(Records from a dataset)
···

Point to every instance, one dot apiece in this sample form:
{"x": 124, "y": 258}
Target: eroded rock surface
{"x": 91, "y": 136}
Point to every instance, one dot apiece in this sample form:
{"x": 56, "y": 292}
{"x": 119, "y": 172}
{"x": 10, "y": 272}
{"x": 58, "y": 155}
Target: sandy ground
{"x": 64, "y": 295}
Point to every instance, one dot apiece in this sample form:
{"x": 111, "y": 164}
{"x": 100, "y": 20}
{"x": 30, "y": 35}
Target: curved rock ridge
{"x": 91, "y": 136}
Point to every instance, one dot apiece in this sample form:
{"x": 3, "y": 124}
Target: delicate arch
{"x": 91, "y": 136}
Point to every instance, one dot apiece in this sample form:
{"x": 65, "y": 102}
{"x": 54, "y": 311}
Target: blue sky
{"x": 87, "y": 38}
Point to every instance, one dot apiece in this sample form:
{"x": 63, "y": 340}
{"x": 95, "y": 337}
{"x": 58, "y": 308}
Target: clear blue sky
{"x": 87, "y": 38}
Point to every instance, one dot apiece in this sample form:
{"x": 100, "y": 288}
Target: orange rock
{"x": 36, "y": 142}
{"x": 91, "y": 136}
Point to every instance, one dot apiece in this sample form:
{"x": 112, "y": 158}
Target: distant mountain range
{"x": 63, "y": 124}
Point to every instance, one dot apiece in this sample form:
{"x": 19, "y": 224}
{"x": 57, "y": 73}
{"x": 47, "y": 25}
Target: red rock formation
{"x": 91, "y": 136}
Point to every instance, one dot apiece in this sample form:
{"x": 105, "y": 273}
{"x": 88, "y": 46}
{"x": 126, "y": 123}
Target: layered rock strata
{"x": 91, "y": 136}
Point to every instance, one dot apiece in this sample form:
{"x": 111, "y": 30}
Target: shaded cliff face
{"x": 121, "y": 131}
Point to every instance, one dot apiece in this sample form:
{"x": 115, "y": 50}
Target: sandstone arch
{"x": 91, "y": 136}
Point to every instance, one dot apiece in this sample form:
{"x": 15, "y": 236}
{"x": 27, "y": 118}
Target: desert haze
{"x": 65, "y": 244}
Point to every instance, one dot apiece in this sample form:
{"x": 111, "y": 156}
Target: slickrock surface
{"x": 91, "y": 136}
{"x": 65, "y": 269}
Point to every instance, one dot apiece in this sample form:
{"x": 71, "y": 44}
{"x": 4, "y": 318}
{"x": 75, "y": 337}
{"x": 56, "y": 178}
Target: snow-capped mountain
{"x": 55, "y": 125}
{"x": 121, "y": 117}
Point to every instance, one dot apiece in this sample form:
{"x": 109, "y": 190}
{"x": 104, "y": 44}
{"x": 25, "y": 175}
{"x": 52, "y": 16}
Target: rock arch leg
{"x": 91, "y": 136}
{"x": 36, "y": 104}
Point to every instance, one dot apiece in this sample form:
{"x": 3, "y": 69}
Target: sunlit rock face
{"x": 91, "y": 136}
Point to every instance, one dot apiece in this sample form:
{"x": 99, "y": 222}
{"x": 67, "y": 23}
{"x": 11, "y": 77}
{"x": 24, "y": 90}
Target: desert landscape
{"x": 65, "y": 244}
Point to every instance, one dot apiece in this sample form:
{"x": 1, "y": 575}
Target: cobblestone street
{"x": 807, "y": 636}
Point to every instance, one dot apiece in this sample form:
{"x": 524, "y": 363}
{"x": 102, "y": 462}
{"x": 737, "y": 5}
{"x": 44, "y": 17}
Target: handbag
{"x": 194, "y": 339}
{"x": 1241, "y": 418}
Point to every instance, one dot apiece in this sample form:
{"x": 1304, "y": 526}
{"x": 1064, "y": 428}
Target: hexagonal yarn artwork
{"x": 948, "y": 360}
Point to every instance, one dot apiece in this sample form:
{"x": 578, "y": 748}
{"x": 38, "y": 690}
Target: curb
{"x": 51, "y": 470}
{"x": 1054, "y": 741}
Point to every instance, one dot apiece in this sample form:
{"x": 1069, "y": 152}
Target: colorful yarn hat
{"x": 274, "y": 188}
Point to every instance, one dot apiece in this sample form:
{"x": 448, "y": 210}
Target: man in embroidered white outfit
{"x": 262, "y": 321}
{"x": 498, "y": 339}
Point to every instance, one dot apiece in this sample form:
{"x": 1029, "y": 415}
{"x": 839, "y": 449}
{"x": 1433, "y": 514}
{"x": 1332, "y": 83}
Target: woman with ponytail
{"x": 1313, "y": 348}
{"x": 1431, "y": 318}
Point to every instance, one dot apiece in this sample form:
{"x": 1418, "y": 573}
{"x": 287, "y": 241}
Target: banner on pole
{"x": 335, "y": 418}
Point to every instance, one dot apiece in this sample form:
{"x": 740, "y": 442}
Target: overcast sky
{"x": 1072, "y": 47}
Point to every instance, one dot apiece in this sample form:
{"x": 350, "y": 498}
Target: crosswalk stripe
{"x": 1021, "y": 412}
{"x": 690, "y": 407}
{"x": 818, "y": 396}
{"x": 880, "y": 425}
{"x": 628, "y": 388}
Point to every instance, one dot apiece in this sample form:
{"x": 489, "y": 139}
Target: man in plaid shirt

···

- **ACTIVITY**: Each entry should be reproduced in the output exactly.

- **TASK RESPONSE**:
Point to every instance, one dot apiece in this sample form:
{"x": 124, "y": 258}
Target: eroded rock surface
{"x": 91, "y": 136}
Point to every instance, one dot apiece in this sample form:
{"x": 56, "y": 292}
{"x": 119, "y": 172}
{"x": 10, "y": 272}
{"x": 58, "y": 155}
Target: sandy ground
{"x": 64, "y": 295}
Point to every instance, one dot apiece in this sample form:
{"x": 111, "y": 164}
{"x": 100, "y": 20}
{"x": 30, "y": 35}
Target: curved rock ridge
{"x": 91, "y": 136}
Point to every instance, one dot apiece in this sample form:
{"x": 3, "y": 124}
Target: delicate arch
{"x": 91, "y": 136}
Point to every instance, one dot apiece in this sample form:
{"x": 65, "y": 102}
{"x": 54, "y": 311}
Target: blue sky
{"x": 87, "y": 38}
Point to every instance, one dot apiece in this sample form:
{"x": 63, "y": 340}
{"x": 95, "y": 337}
{"x": 58, "y": 308}
Target: clear blue sky
{"x": 87, "y": 38}
Point to every instance, one dot apiece in this sample form:
{"x": 100, "y": 288}
Target: orange rock
{"x": 36, "y": 142}
{"x": 91, "y": 136}
Point to every instance, one dot apiece in this sample form:
{"x": 112, "y": 158}
Target: distant mountain range
{"x": 63, "y": 124}
Point to every instance, one dot apiece in this sample form:
{"x": 19, "y": 224}
{"x": 57, "y": 73}
{"x": 47, "y": 25}
Target: red rock formation
{"x": 91, "y": 136}
Point to every instance, one dot apiece in this sample form:
{"x": 105, "y": 273}
{"x": 88, "y": 46}
{"x": 126, "y": 123}
Target: layered rock strata
{"x": 91, "y": 136}
Point to every instance, one dot apiece in this sample form:
{"x": 111, "y": 30}
Target: shaded cliff face
{"x": 121, "y": 131}
Point to every instance, one dot apiece in this sample form:
{"x": 115, "y": 50}
Target: sandstone arch
{"x": 91, "y": 136}
Point to every instance, one dot apiece in this sample form:
{"x": 15, "y": 236}
{"x": 27, "y": 118}
Target: desert haze
{"x": 65, "y": 244}
Point to every instance, one dot apiece in this sample form:
{"x": 111, "y": 156}
Target: slickrock surface
{"x": 91, "y": 136}
{"x": 65, "y": 269}
Point to every instance, one dot apiece in this sample form:
{"x": 71, "y": 44}
{"x": 4, "y": 318}
{"x": 75, "y": 337}
{"x": 56, "y": 178}
Target: snow-capped mountain
{"x": 55, "y": 125}
{"x": 121, "y": 117}
Point to every instance, one dot apiece in this sample form:
{"x": 109, "y": 190}
{"x": 104, "y": 44}
{"x": 25, "y": 175}
{"x": 52, "y": 16}
Target: rock arch leg
{"x": 91, "y": 136}
{"x": 36, "y": 104}
Point to every instance, one dot apiece in this sample form:
{"x": 3, "y": 69}
Target: sunlit rock face
{"x": 91, "y": 136}
Point to every instance, one dot apiece in this sample form:
{"x": 99, "y": 222}
{"x": 67, "y": 23}
{"x": 11, "y": 77}
{"x": 24, "y": 90}
Target: desert landscape
{"x": 65, "y": 244}
Point to every instance, one dot apiece in this sample form:
{"x": 1, "y": 575}
Target: cobblestone street
{"x": 807, "y": 636}
Point to every instance, one dot apiece in this sample form:
{"x": 524, "y": 363}
{"x": 102, "y": 462}
{"x": 737, "y": 5}
{"x": 44, "y": 17}
Target: handbag
{"x": 194, "y": 339}
{"x": 1241, "y": 418}
Point to every instance, one dot apiece in this sample form:
{"x": 1304, "y": 526}
{"x": 1064, "y": 428}
Target: hexagonal yarn artwork
{"x": 948, "y": 360}
Point to every instance, one dot apiece in this sample form:
{"x": 578, "y": 748}
{"x": 38, "y": 690}
Target: curb
{"x": 51, "y": 470}
{"x": 1054, "y": 741}
Point to every instance, one dot apiece in this sample form:
{"x": 1069, "y": 152}
Target: colorful yarn hat
{"x": 274, "y": 188}
Point to every instance, one dot apiece in this sample form:
{"x": 448, "y": 210}
Target: man in embroidered white outfit
{"x": 262, "y": 321}
{"x": 498, "y": 339}
Point to every instance, one dot apiece in this sample form:
{"x": 1029, "y": 415}
{"x": 839, "y": 449}
{"x": 1433, "y": 514}
{"x": 1332, "y": 83}
Target: woman with ponytail
{"x": 1313, "y": 348}
{"x": 1431, "y": 318}
Point to every instance, one dot apiece in this sample form:
{"x": 1418, "y": 573}
{"x": 287, "y": 241}
Target: banner on pole
{"x": 335, "y": 418}
Point to every instance, one dot apiece in this sample form:
{"x": 740, "y": 442}
Target: overcast sky
{"x": 1072, "y": 47}
Point to every instance, one dot apiece in this sample form:
{"x": 350, "y": 498}
Target: crosswalk stripe
{"x": 1021, "y": 412}
{"x": 690, "y": 407}
{"x": 818, "y": 396}
{"x": 880, "y": 425}
{"x": 628, "y": 388}
Point to every instance, one dot apiece in this sample form:
{"x": 489, "y": 139}
Target: man in plaid shirt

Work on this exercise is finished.